■ **Work instructions**: Convert the lines of the records below into a Markdown table with the columns Row and Line, starting at the line that contains "Could you please pick out the sea" and ending at the last line of the records, both included. Number each row, and leave out any blank lines.

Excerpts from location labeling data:
◇ ◇ ◇
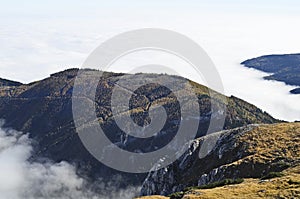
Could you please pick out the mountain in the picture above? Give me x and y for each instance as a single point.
(5, 82)
(44, 110)
(284, 68)
(254, 152)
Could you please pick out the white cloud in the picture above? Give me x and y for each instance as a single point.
(33, 48)
(20, 178)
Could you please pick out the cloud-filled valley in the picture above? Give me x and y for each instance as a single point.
(21, 178)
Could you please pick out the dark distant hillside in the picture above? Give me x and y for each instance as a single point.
(285, 68)
(4, 82)
(44, 109)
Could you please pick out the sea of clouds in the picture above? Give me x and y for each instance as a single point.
(21, 178)
(33, 47)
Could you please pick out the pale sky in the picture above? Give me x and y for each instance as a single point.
(41, 37)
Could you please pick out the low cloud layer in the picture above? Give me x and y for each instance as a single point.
(20, 178)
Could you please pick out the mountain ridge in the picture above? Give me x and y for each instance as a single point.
(44, 109)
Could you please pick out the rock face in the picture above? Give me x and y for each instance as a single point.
(284, 68)
(250, 151)
(44, 109)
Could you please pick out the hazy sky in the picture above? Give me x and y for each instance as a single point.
(41, 37)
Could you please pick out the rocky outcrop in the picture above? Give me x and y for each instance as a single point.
(250, 151)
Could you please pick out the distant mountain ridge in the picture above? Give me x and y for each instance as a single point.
(284, 68)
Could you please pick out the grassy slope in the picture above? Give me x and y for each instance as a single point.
◇ ◇ ◇
■ **Output for this task**:
| Row | Line |
|---|---|
| 1 | Could you please pick out the sea of clouds in the picture above? Give me x and y for each instance as a single point. |
| 2 | (21, 178) |
| 3 | (33, 47) |
| 4 | Could you please pick out the pale sky in the picture above? Give me x and y for each instance as a single point. |
| 5 | (41, 37) |
| 6 | Could you please pick out the low cloud layer in the picture above? Give me x and y for each instance as a single point. |
| 7 | (20, 178) |
| 8 | Could you please pick out the mountain ridge in the picture above? Give me x and y for each instance as a single point. |
| 9 | (44, 109) |
| 10 | Could you please pick out the rock face in the picture above? Give me x and y for each instance as a single point. |
| 11 | (284, 68) |
| 12 | (250, 151) |
| 13 | (44, 109) |
| 14 | Could you please pick out the hazy sky in the picture above? Give me x and y for each instance as a single point. |
| 15 | (41, 37) |
| 16 | Could you please pick out the rocky outcrop in the picture above? Give me x and y for each instance as a single point. |
| 17 | (250, 151) |
| 18 | Could you please pick out the distant mountain ridge in the picture above? Give me x and y for each instance as a single point. |
| 19 | (284, 68) |
| 20 | Could you please pick out the grassy slope in the picture above? Give me x and y for each instance as a single point. |